Prayer must be backed up by faith. Once you send your request or petition to God you have to believe by faith that if that request is indeed in His will...it SHALL be answered. You can't doubt. You have to stand firm and believe that it will all work out for your good. You have to have faith that despite what you see God knows all and will come to your rescue. 
What do I mean by that? Let me give you my testimony: I recently encountered several things that seemed to be coming at me all at once! Things that I could not do myself and things that I know only God could resolve or make happen. For those of you who know me...you know I am a work in progress when it comes to worry. But hey, who isn't. *smile* I knew that the only way things would work out was if God himself did it. No money, scheme, resource or person could do it. I worried, I cried, I lost sleep, I was feeling down and it all just consumed me. Then one day in service it hit me..."Wait, I don't have to worry when I can pray." It really was that simple once I came to my senses. I wrote the items on a piece of paper. I prayed and told God I could not fix any of them on my own. I threw the pieces of paper in the trash on my way out of church promising that I would NOT take them back home! I would not worry or lose anymore sleep over things I had NO control over. It felt so liberating to cast my situations on God and not worry. I slept so well that night and we had a wonderful day after church. I'm not saying they never crossed my mind from time to time but when they did, I prayed and let them go. Within a few weeks God had answered my prayers! Thank you JESUS!
***
• [PROBLEM SET]
A - Please reproduce the part of the prayer passage that opens with the words containing "Prayer must be" and closes with "to your rescue.".
B - Carry on the prayer passage from its final sentence.

• [RECORDED DATA]
***
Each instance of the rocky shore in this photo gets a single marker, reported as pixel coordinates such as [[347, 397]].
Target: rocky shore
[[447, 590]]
***
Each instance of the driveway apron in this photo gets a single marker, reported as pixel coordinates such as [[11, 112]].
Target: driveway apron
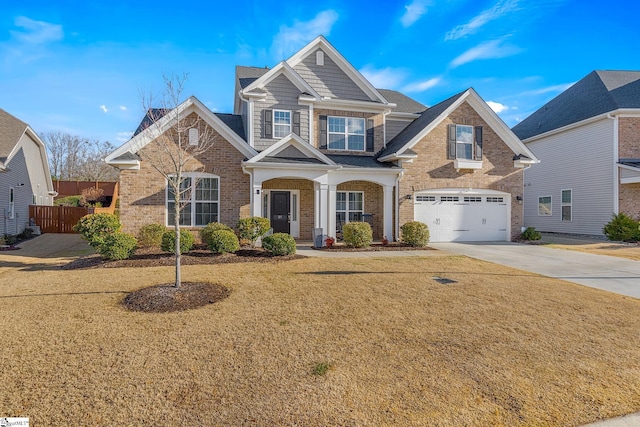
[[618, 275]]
***
• [RESULTS FOR EACH TASK]
A -
Prayer must be backed up by faith. Once you send your request or petition to God you have to believe by faith that if that request is indeed in His will...it SHALL be answered. You can't doubt. You have to stand firm and believe that it will all work out for your good. You have to have faith that despite what you see God knows all and will come to your rescue.

B -
Lesson Learned: Sometimes in life things will happen that you cannot handle or control on your own. As humans we always want to fix things on our own. I believe God lets certain things come to us to show us that we must depend on Him. People say, "God won't put more on you than you can handle." I don't believe that! I think He DOES...because it's in THOSE times that we realize we are not God! We must depend on Him and he knows exactly what situations to use to show us that. Life will put your back against the wall and you have no place else to turn BUT to God. He does that so when He does move there is NO way you can explain it away to anything or anyone else. Those tests are faith builders. You have to trust that if God did it before He can and will do it again! 
What are you praying for? Do you have the faith to back up your prayer? Try it and see just how amazing God is! I am a living testimony of how prayer AND faith WORKS!

Have a super day! Love you all.
Chanel-

Tuesday, February 14, 2012

Love. Life. Joy.

Love. Life. Joy


Happy Valentine's Day 2012!

Love: A powerful motivator. Love will make you feel on top of the world...or down in the dumps. Love is something everyone desires. Love must be nurtured and cherished each and every day. Make the commitment to "Love 365" days a year. That is the key to really experiencing the fullness that love has to offer. I call it Love in the bank. Making deposits to your Love account on sunny days so when the storms come you can borrow a little sunshine to get you through. Love with no expectations. Love when it's unexpected. Love like the person will not be here from one moment to the next. Love unconditional. I've dedicated to the "Love 365 Challenge." I will do something everyday to show my love and dedication. Just little things…nothing big or grand. Simply small gestures of love to cherish each and every day you are blessed to have it. Paint her fingernails, leave a love note in his/her lunch bag, sing a song, write a poem...the simple small things to show them love. I challenge you all to do the same. So, Get Busy "Loving!"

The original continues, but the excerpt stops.